Are “Currency Controls” Coming To America On July 1?


1. “The Foreign Account Tax Compliance Act” (FATCA)

2. Automatic 30% Withholding Tax Starting January 1, 2015

3. FATCA is About Much More Than Tax Cheats

4. Why FATCA Could be Bearish for the US Dollar

5. IRS Delays FATCA Enforcement, Not Really

6. Conclusions – Just Another Washington “Money Grab”


Some very controversial regulations passed way back in 2010 and finalized in 2012 are scheduled to go into effect on July 1 of this year, and most Americans know little or nothing about this new law. Yet the effect of these new regulations could send shockwaves through the financial system worldwide. Basically, the regulations that take effect July 1 will make it very difficult and costly for Americans to hold money or investments outside the US.

Starting in July, foreign banks and financial institutions will be required to report to the IRS any accounts they hold which are owned by Americans – including the owner’s name, address, Tax ID number (or Social Security number) and account balances of all offshore accounts if the combined amount is over $50,000. Many foreign institutions are up in arms about this, and some are kicking their US clients out to avoid reporting this information to the IRS. Most US investors who have money in offshore banks, funds, etc. will very likely close such accounts and bring their money home when they learn about this.

The Democrats who passed this law (back in 2010 when they controlled Congress) say these new regulations were designed simply to identify “tax cheats” who do not pay the IRS taxes on their gains earned outside the US. But the unintended consequence may be a major disruption in the global financial system that could cause the US dollar to plunge. Some even believe it could threaten the US dollar’s status as the world’s “Reserve Currency.”

Some analysts are calling the new law “currency controls,” which have never happened before in the US. As a result, ALL US investors need to know about this ASAP, not just those who have money or investments in offshore accounts, due to the potential for global repercussions. It’s complicated, and no one knows exactly what the outcome will be, but I will do my best to explain it today.

• _Records for identifying positions_
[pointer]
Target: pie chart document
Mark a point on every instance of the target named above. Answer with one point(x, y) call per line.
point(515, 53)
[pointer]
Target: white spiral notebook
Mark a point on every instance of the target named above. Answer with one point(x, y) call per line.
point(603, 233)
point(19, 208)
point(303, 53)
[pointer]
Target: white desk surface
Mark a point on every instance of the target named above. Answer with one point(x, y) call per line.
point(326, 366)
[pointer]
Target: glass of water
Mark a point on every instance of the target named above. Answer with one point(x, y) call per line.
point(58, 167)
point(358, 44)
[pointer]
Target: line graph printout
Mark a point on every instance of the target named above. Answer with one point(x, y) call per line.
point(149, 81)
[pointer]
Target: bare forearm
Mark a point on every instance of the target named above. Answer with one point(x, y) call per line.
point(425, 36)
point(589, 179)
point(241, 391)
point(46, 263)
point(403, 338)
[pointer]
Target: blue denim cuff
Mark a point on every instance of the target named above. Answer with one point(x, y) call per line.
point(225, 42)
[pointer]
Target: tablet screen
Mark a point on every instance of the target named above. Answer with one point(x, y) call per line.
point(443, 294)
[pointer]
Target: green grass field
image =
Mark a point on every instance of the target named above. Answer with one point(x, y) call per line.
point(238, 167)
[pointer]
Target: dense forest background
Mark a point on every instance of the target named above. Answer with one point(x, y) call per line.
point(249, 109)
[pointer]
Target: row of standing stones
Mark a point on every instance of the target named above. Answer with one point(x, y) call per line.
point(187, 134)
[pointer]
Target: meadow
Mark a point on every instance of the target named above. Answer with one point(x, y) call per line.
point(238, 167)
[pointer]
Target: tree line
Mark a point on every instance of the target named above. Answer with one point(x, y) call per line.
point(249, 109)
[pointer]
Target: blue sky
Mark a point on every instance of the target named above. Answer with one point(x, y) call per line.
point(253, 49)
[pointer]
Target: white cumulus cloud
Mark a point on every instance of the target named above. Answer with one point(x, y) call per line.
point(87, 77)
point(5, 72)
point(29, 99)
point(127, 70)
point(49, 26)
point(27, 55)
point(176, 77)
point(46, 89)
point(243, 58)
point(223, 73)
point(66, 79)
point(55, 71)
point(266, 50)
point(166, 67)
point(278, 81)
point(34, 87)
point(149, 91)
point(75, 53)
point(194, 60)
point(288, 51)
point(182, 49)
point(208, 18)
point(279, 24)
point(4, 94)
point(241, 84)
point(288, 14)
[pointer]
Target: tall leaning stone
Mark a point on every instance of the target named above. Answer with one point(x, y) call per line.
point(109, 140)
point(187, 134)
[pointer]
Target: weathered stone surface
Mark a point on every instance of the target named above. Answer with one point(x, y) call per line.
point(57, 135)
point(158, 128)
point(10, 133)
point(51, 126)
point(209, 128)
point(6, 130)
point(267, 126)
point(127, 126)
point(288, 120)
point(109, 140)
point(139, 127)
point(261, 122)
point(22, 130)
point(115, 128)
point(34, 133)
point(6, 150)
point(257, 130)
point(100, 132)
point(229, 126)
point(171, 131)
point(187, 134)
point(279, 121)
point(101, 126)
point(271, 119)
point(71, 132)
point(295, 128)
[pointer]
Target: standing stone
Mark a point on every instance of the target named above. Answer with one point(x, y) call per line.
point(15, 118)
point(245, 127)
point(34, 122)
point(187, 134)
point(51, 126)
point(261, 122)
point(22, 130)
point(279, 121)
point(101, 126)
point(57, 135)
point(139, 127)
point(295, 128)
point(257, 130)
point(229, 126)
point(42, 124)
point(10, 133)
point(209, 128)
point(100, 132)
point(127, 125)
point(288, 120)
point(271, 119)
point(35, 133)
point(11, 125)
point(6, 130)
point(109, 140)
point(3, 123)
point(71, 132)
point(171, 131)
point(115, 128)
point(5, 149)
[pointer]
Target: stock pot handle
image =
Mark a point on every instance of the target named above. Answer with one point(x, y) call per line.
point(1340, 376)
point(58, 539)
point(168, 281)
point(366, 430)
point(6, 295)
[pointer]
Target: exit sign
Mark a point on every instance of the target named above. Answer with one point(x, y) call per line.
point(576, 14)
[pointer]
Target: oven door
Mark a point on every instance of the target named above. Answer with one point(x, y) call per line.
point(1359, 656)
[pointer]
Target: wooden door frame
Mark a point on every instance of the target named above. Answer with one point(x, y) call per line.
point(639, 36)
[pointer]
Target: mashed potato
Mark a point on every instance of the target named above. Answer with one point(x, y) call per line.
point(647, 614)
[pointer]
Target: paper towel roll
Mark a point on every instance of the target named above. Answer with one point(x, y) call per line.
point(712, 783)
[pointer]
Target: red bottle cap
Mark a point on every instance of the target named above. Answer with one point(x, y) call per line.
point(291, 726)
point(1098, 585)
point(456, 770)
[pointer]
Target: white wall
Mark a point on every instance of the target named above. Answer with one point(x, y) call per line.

• _Tasks to complete_
**A.** In the piece on FATCA, above what combined amount must foreign banks report an American's offshore account balances?
**B.** Output the stretch of the rows from their first line through the line containing "point(403, 338)" as a JSON list of strings, one string per line, with blank lines left out.
The text and the rows have nothing to do with each other.

• _Full answers_
**A.** Over $50,000.

**B.**
[
  "[pointer]",
  "Target: pie chart document",
  "Mark a point on every instance of the target named above. Answer with one point(x, y) call per line.",
  "point(515, 53)",
  "[pointer]",
  "Target: white spiral notebook",
  "Mark a point on every instance of the target named above. Answer with one point(x, y) call per line.",
  "point(603, 233)",
  "point(19, 208)",
  "point(303, 53)",
  "[pointer]",
  "Target: white desk surface",
  "Mark a point on every instance of the target named above. Answer with one point(x, y) call per line.",
  "point(326, 366)",
  "[pointer]",
  "Target: glass of water",
  "Mark a point on every instance of the target named above. Answer with one point(x, y) call per line.",
  "point(58, 167)",
  "point(358, 44)",
  "[pointer]",
  "Target: line graph printout",
  "Mark a point on every instance of the target named above. Answer with one point(x, y) call per line.",
  "point(149, 81)",
  "[pointer]",
  "Target: bare forearm",
  "Mark a point on every instance of the target named above. Answer with one point(x, y) call per line.",
  "point(425, 36)",
  "point(589, 179)",
  "point(241, 391)",
  "point(46, 263)",
  "point(403, 338)"
]